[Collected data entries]
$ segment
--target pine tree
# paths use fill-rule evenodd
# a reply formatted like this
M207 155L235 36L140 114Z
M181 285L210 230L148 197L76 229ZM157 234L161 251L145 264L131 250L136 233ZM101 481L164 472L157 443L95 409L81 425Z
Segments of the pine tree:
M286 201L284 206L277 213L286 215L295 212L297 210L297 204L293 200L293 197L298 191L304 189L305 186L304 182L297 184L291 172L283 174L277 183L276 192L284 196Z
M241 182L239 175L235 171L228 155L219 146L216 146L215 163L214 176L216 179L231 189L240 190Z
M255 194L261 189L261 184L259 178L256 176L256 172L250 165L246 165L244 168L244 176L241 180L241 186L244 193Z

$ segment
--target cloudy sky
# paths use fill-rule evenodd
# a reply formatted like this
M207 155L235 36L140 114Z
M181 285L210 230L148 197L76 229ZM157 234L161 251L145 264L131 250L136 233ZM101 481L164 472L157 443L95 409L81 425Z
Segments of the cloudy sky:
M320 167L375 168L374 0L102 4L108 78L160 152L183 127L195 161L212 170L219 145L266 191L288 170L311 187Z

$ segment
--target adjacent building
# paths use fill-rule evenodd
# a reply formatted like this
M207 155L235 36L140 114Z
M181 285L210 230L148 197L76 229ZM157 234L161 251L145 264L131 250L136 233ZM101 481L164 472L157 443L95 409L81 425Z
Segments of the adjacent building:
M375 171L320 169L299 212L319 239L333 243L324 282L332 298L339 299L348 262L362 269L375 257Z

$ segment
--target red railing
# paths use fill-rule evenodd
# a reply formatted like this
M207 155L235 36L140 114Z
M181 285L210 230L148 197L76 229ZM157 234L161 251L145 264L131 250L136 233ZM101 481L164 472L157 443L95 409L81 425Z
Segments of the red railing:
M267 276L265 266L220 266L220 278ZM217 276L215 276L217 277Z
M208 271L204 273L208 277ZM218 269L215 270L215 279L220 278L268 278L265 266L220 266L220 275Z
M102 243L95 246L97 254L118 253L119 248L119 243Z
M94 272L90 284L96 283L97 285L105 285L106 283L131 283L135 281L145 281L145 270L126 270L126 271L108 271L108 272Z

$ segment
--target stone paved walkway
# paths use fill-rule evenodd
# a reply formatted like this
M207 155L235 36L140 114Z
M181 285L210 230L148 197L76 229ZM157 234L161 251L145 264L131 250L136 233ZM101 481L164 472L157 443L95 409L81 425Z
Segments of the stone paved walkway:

# WORK INSTRUCTIONS
Only certain lines are wanted. Please return exactly those from the top of the data through the line with "--target red railing".

# EXERCISE OUTPUT
$ segment
--target pine tree
# paths use fill-rule evenodd
# a reply formatted like this
M207 155L235 36L140 114Z
M181 285L210 230L148 197L76 229ZM157 234L161 251L145 264L131 250L136 233ZM101 481L164 472L157 443L95 409L81 425Z
Segments of the pine tree:
M286 201L284 206L277 213L286 215L295 212L297 210L297 204L293 200L293 197L298 191L304 189L305 186L304 182L297 184L291 172L283 174L277 183L276 192L284 196Z
M241 182L239 175L235 171L228 155L219 146L216 146L215 163L214 176L216 179L231 189L240 190Z
M255 194L261 189L261 184L259 178L256 176L256 172L250 165L246 165L244 168L244 176L241 180L241 186L244 193Z

$ segment
--target cloudy sky
# paths use fill-rule evenodd
# a reply formatted like this
M207 155L235 36L140 114Z
M181 285L210 230L148 197L76 229ZM157 234L161 251L145 264L131 250L136 233ZM101 481L164 472L157 443L95 409L81 425Z
Segments of the cloudy sky:
M320 167L375 168L374 0L102 4L108 78L160 152L183 127L195 161L212 170L219 145L266 191L288 170L311 187Z

$ segment
--target adjacent building
# paths use fill-rule evenodd
# a reply formatted like this
M207 155L235 36L140 114Z
M181 285L210 230L148 197L76 229ZM157 234L161 251L145 264L131 250L136 233ZM101 481L164 472L157 443L95 409L81 425Z
Segments of the adjacent building:
M375 171L320 169L299 212L319 239L333 243L324 282L332 298L339 299L348 262L362 269L375 257Z

$ segment
--target red railing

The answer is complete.